> _What the task requires_
Begin at the line below that contains "of the large" and write out every line from there to the end of the entries, exactly.

> _Data excerpts_
BEGIN

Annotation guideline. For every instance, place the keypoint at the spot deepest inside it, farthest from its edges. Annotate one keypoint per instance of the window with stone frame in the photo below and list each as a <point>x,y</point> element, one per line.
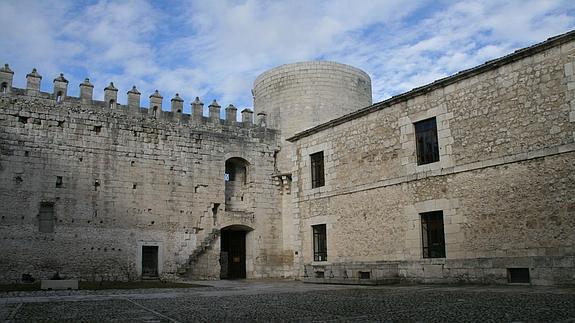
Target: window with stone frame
<point>432,232</point>
<point>426,141</point>
<point>46,218</point>
<point>317,174</point>
<point>319,242</point>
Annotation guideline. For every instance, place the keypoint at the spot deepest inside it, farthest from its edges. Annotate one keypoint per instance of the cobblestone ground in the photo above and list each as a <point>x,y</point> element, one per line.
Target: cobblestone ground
<point>292,301</point>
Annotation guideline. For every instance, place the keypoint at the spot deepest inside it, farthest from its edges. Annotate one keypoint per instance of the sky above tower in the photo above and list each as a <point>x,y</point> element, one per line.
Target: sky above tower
<point>215,49</point>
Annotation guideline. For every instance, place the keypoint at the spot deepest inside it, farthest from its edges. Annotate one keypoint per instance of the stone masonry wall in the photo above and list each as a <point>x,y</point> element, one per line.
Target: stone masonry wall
<point>504,180</point>
<point>127,179</point>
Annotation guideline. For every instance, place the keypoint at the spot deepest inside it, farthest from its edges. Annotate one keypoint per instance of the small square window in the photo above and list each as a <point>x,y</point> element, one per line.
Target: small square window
<point>518,276</point>
<point>317,175</point>
<point>426,141</point>
<point>59,181</point>
<point>319,242</point>
<point>46,218</point>
<point>433,236</point>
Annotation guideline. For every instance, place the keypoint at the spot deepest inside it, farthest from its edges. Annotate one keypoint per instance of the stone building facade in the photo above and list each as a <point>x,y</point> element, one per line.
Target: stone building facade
<point>468,179</point>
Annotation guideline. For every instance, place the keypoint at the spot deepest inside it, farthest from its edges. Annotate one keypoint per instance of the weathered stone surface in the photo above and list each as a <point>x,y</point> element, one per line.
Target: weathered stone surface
<point>505,179</point>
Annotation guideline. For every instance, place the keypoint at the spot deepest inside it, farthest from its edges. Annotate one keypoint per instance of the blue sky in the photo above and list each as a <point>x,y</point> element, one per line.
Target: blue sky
<point>215,49</point>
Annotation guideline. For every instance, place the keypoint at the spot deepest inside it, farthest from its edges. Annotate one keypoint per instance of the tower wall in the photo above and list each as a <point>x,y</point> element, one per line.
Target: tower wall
<point>298,96</point>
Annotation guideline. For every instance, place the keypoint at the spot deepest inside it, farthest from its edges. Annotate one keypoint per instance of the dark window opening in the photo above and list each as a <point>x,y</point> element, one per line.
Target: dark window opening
<point>426,141</point>
<point>317,174</point>
<point>432,234</point>
<point>364,275</point>
<point>46,218</point>
<point>319,242</point>
<point>59,181</point>
<point>236,170</point>
<point>150,261</point>
<point>518,276</point>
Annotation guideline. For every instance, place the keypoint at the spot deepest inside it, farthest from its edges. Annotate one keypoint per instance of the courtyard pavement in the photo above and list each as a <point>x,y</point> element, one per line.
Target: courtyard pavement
<point>265,301</point>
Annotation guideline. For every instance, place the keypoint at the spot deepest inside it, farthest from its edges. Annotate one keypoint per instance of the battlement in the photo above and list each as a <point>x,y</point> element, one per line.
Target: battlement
<point>133,106</point>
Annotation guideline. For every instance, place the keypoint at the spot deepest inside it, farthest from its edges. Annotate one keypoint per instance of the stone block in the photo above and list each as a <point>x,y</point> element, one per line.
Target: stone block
<point>47,284</point>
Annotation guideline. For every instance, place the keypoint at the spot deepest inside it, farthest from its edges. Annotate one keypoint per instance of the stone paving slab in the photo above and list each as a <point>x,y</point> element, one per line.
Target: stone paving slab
<point>256,301</point>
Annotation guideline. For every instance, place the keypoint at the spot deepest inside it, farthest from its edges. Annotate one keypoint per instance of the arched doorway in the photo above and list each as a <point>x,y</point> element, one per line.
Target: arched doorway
<point>233,252</point>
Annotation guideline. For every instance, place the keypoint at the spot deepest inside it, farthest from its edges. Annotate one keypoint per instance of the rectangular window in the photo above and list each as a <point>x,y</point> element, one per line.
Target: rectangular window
<point>319,243</point>
<point>317,176</point>
<point>426,141</point>
<point>432,234</point>
<point>518,275</point>
<point>46,218</point>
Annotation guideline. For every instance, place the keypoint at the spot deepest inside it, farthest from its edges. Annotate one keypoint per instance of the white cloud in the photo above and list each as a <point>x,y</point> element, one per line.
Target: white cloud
<point>215,49</point>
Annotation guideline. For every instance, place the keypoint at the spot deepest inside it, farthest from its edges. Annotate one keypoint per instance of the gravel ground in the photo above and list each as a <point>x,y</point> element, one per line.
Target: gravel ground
<point>247,301</point>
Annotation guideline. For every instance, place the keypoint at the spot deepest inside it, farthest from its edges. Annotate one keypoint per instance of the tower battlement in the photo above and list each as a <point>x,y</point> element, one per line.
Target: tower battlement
<point>133,107</point>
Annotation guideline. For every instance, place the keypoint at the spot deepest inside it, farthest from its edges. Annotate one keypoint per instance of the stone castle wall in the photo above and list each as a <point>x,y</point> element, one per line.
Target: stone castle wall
<point>121,178</point>
<point>504,180</point>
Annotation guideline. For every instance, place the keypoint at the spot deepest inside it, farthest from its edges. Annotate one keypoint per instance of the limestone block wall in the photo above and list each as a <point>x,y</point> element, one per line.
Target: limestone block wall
<point>504,179</point>
<point>295,97</point>
<point>298,96</point>
<point>120,178</point>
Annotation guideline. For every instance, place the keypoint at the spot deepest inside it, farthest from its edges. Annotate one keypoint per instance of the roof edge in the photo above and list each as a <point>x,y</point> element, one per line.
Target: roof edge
<point>461,75</point>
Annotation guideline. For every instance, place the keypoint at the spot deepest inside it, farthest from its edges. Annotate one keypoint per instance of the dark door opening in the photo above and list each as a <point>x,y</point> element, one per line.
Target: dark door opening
<point>149,261</point>
<point>233,254</point>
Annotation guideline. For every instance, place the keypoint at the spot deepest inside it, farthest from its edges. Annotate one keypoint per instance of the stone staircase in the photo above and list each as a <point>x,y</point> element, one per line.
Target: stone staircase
<point>187,269</point>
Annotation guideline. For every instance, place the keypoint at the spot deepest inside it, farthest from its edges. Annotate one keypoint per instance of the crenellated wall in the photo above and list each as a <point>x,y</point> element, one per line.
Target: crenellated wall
<point>121,177</point>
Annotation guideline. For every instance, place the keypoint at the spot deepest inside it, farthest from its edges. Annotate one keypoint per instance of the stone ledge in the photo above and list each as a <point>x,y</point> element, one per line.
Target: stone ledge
<point>352,281</point>
<point>59,284</point>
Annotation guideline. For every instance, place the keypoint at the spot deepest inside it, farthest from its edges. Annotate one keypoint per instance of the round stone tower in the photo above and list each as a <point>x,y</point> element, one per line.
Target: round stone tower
<point>299,96</point>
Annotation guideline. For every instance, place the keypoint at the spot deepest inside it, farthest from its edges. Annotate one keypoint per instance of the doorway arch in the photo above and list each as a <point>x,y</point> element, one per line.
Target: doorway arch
<point>233,251</point>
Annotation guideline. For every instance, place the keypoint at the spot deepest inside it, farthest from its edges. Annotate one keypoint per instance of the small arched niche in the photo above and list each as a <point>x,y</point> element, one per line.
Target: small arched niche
<point>236,178</point>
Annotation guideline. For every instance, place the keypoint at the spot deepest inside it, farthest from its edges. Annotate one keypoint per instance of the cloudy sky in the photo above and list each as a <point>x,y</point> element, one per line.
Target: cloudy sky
<point>214,49</point>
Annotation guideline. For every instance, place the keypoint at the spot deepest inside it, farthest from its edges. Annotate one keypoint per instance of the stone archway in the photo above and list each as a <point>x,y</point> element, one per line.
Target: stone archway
<point>233,251</point>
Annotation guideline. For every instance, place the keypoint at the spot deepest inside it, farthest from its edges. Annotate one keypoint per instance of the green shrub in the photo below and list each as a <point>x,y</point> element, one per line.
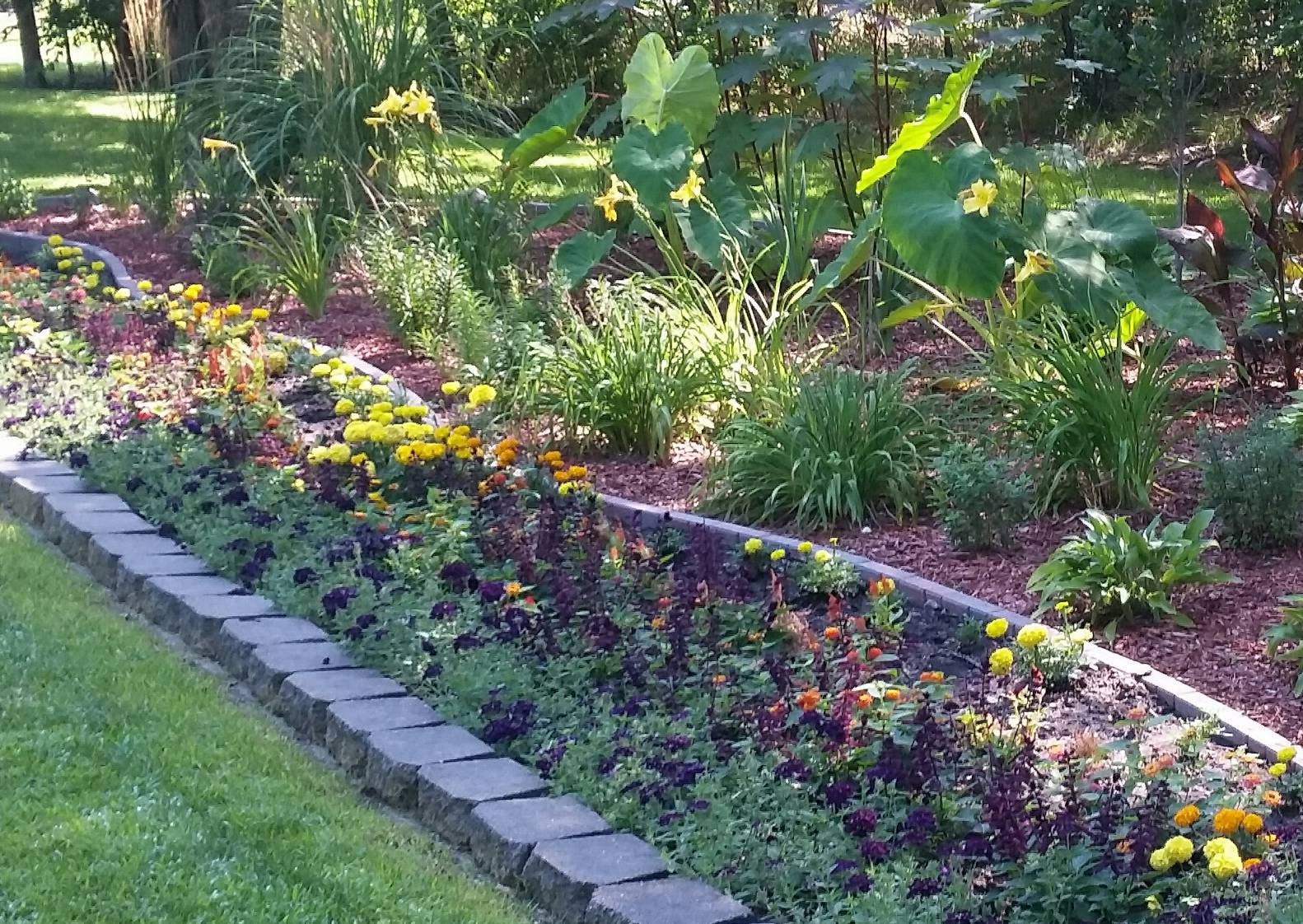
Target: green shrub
<point>1251,477</point>
<point>15,196</point>
<point>980,499</point>
<point>848,446</point>
<point>633,374</point>
<point>486,234</point>
<point>1096,427</point>
<point>1115,574</point>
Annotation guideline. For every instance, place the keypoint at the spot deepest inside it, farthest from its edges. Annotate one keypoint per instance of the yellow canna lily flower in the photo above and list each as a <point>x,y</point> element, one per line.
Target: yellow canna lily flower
<point>978,197</point>
<point>691,189</point>
<point>1034,264</point>
<point>215,145</point>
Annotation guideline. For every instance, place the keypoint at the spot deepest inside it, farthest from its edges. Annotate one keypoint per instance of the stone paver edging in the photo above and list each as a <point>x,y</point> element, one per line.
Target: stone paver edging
<point>554,849</point>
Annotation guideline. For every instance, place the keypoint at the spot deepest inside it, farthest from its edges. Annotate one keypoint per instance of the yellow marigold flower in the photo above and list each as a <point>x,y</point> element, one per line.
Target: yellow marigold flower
<point>1228,820</point>
<point>215,145</point>
<point>691,189</point>
<point>1179,849</point>
<point>1001,661</point>
<point>1031,637</point>
<point>978,197</point>
<point>1160,861</point>
<point>481,394</point>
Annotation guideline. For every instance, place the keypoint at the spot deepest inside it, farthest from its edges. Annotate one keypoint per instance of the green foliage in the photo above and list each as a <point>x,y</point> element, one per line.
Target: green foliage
<point>661,90</point>
<point>15,196</point>
<point>631,374</point>
<point>1285,639</point>
<point>152,174</point>
<point>1115,574</point>
<point>301,241</point>
<point>1096,427</point>
<point>1251,477</point>
<point>980,499</point>
<point>848,447</point>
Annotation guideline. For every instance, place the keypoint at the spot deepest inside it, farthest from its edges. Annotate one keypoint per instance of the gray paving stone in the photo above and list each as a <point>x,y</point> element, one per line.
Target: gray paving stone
<point>503,833</point>
<point>394,758</point>
<point>74,530</point>
<point>199,619</point>
<point>26,494</point>
<point>563,875</point>
<point>270,665</point>
<point>351,722</point>
<point>448,792</point>
<point>671,901</point>
<point>237,639</point>
<point>132,570</point>
<point>304,698</point>
<point>103,552</point>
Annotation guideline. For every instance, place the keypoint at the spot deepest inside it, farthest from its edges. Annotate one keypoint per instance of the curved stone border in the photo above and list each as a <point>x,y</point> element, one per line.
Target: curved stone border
<point>559,852</point>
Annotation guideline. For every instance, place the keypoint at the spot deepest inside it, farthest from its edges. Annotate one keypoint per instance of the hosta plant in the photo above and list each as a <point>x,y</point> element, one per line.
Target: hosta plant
<point>1114,574</point>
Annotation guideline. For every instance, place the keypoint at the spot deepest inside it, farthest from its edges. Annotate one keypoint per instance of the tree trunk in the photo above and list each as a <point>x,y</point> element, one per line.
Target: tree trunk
<point>29,38</point>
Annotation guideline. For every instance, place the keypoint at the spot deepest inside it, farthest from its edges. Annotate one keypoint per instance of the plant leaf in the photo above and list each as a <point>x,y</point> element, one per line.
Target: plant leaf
<point>660,89</point>
<point>944,110</point>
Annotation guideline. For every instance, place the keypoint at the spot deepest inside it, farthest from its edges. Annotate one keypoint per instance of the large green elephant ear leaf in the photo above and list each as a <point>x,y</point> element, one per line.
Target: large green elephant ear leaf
<point>944,110</point>
<point>1117,228</point>
<point>1169,306</point>
<point>577,257</point>
<point>654,165</point>
<point>550,128</point>
<point>660,89</point>
<point>927,224</point>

END

> _Task result_
Annotation guideline. For every instance, place the keypoint at the spot deepest inside it, farthest from its edges. Annotate one keypoint per instance of the large green elephant ear leaf in the photo above and list each as a <point>x,y</point> element, one per line.
Target: large green elephant ear leaf
<point>944,110</point>
<point>1117,228</point>
<point>1169,306</point>
<point>577,257</point>
<point>654,165</point>
<point>550,128</point>
<point>660,89</point>
<point>927,224</point>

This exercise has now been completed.